* WORK TO BE COMPLETED
For this task, every record below must be reproduced exactly.

* DATA SUPPLIED

◇ ◇ ◇

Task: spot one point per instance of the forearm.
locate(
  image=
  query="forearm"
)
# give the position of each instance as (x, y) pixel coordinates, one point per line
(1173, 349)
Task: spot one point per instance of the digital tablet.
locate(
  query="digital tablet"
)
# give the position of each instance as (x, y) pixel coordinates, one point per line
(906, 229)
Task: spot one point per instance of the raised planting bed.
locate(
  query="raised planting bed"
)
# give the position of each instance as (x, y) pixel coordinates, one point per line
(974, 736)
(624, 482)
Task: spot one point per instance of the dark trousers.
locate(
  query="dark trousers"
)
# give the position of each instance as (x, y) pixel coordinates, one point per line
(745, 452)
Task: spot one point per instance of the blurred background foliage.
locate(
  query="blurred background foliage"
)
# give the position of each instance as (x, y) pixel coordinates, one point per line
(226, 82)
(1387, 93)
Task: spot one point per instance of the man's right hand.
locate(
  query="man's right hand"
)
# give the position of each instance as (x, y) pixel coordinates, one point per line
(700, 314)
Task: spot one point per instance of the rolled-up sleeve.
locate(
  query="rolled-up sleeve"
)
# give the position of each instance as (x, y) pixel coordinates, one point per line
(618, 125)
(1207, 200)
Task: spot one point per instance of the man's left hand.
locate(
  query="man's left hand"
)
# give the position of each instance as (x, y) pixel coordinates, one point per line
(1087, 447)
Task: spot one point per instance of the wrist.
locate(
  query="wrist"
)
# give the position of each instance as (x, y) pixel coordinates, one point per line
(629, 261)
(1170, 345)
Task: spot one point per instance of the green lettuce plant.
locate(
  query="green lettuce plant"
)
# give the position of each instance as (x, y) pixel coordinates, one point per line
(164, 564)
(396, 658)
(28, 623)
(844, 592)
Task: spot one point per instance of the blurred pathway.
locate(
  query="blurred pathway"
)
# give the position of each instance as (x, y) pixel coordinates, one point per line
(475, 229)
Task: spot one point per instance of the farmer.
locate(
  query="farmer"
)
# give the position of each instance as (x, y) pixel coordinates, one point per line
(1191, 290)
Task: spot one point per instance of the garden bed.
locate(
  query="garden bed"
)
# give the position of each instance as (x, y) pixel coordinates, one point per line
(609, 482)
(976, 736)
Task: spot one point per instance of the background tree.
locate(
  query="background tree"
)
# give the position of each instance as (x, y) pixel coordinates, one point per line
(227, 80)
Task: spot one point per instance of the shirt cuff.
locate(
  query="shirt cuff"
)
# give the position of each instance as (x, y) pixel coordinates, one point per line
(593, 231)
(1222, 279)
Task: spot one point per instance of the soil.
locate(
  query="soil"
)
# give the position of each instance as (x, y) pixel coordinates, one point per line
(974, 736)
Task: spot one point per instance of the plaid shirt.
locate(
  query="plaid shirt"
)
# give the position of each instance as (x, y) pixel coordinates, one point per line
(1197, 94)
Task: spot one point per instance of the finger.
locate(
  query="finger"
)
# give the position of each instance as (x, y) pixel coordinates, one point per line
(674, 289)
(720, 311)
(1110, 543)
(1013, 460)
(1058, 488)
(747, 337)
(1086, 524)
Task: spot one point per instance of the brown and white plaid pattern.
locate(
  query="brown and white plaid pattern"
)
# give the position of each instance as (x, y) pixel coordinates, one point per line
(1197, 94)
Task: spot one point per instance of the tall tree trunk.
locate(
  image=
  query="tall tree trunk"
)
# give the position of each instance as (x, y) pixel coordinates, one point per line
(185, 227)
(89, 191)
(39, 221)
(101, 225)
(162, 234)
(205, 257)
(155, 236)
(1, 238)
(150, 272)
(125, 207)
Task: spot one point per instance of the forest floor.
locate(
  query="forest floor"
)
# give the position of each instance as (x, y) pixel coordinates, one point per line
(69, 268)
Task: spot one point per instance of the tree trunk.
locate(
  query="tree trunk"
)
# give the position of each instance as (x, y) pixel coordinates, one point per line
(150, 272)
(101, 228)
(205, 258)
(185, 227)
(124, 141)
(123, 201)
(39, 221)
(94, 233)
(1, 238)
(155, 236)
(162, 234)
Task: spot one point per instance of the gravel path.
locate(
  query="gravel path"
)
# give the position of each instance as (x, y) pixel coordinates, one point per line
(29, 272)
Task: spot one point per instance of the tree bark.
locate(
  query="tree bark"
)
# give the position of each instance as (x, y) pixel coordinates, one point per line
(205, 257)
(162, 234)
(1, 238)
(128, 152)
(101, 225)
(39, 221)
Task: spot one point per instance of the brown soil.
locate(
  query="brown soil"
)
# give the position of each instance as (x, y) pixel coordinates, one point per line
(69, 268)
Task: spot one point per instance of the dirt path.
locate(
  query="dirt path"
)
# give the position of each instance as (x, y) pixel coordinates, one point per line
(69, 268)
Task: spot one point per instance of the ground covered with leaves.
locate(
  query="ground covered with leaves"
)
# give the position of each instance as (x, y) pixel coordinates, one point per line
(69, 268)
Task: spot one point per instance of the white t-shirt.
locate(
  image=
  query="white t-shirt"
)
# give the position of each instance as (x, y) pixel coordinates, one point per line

◇ ◇ ◇

* WRITTEN RESPONSE
Task: spot one point per instance of the forearm.
locate(
  image=
  query="forearm"
)
# give the position of each instance as (x, y) pixel coordinates, one point per line
(1173, 349)
Task: spot one point per instance of the digital tablet.
locate(
  query="digital tablet"
)
# give the position of each instance as (x, y) pixel coordinates, one point per line
(906, 229)
Task: spot one point per instance of the raised planting bed.
locate(
  query="raised planting bed"
)
# give the position of each instance as (x, y) pixel coordinates, one point per line
(974, 736)
(624, 482)
Task: spot one point per instance of the dark trousers.
locate(
  query="dark trousers"
)
# give the position of each instance as (x, y) pixel coordinates, one point per line
(745, 452)
Task: spot one point per instance of the blurred background foliage.
locate(
  query="blurred background foliage"
)
# give the position of each instance as (x, y) pixel coordinates, one point per line
(226, 82)
(1387, 93)
Task: spot one point per instance of the man's right hand.
locate(
  query="man's right hand"
)
# give the position of each instance as (x, y) pixel coordinates, one point per line
(700, 314)
Task: spot one point per instance of the rolled-up sleeve.
locate(
  query="rolled-up sleeve"
)
# give the position of each instance as (x, y) pixel coordinates, one point per line
(618, 125)
(1207, 200)
Task: spot one point per instance of the man's left hand.
locate(
  query="man's left hand"
)
# give the position of each instance as (x, y) pixel coordinates, one point per line
(1087, 447)
Task: spot one point per instance of the wrist.
locate(
  query="wrist"
)
# give the position of each instance as (x, y) pixel coordinates, one point per line
(629, 261)
(1170, 345)
Task: spot one point per instance of the green lettuce plant.
locate(
  query="green lettuce plant"
)
# give the position of each instance as (x, y) pixel coordinates, one point per line
(164, 564)
(396, 658)
(28, 623)
(844, 592)
Task: spot one point per instance of the blurred pathway.
locate(
  query="blurred pathway"
)
# give the position of each instance as (x, y) pixel coordinates, one point per line
(475, 229)
Task: spot one point per instance of the farmer.
locate(
  query="farmer"
)
# give the position of each instance as (x, y) pixel coordinates, one point per line
(1191, 290)
Task: spot one point per instance of the garden bed.
locate(
  query="garden bed"
)
# give the position of each instance as (x, y) pixel coordinates, one point per line
(609, 482)
(976, 736)
Task: spot one point per instance of the background tree.
locate(
  query="background tree"
)
# give the position of each instance as (x, y) pixel coordinates, one point per line
(227, 80)
Task: spot one point per instance of the shirt cuff.
locate(
  query="shirt cuff"
)
# give the position of each instance as (x, y) pixel coordinates, one point per line
(593, 231)
(1222, 279)
Task: spot one point per instance of the soil.
locate(
  query="soil"
)
# give the position of each instance as (x, y) pixel coordinates, one point per line
(974, 736)
Task: spot one point per instance of the plaid shirt.
locate(
  query="plaid shirt"
)
# give the position of each instance as (x, y) pixel coordinates, one point per line
(1197, 94)
Task: spot one point per instance of the finger.
locate(
  query="finger"
)
# give the position of each instance as (x, y) pixel coordinates, one point per line
(674, 289)
(720, 311)
(1110, 543)
(1013, 460)
(1058, 488)
(747, 337)
(1086, 524)
Task: spot one point per instance of the brown and white plaid pattern.
locate(
  query="brown and white plaid pattern"
)
# give the position of each instance as (x, y) pixel coordinates, one point per line
(1197, 94)
Task: spot one point per instance of the tall tree trunk.
locate(
  image=
  query="tall tree trunk"
)
# give the position of each instance as (x, y) pixel coordinates, one point per line
(185, 227)
(89, 191)
(39, 221)
(101, 225)
(162, 234)
(205, 257)
(155, 236)
(1, 238)
(150, 272)
(125, 207)
Task: spot one point per instance of the forest floor.
locate(
  query="forest floor"
)
# give the position of each instance as (x, y) pixel coordinates, one point per line
(69, 268)
Task: spot one point per instance of the tree trunk.
locate(
  query="tree trunk"
)
# give the position of each instance as (x, y) pixel coordinates, one point per line
(150, 272)
(101, 228)
(205, 258)
(185, 227)
(124, 141)
(123, 201)
(39, 221)
(94, 233)
(1, 238)
(155, 236)
(162, 234)
Task: spot one point per instance of the gravel path.
locate(
  query="gravel path"
)
# give the position of each instance as (x, y) pixel coordinates, one point per line
(29, 272)
Task: spot one point per instance of the tree bark.
locate(
  query="tree bark"
)
# give the position of each instance as (x, y) pixel coordinates, one point per line
(205, 257)
(162, 234)
(1, 238)
(128, 152)
(101, 225)
(39, 221)
Task: spot one point per instance of the brown soil.
locate(
  query="brown soil"
)
# give the position of each instance as (x, y) pixel coordinates, one point per line
(69, 268)
Task: spot one point per instance of the dirt path.
locate(
  query="dirt path"
)
# give the position of each instance as (x, y) pixel coordinates, one point per line
(69, 268)
Task: spot one point per instance of the ground covered with leaves.
locate(
  query="ground covered with leaves"
)
# give the position of each instance as (x, y) pixel coordinates, one point per line
(69, 268)
Task: spot one point per instance of the white t-shirt.
locate(
  image=
  query="white t-shirt"
)
# give the position of each instance as (x, y) pixel coordinates, one point per line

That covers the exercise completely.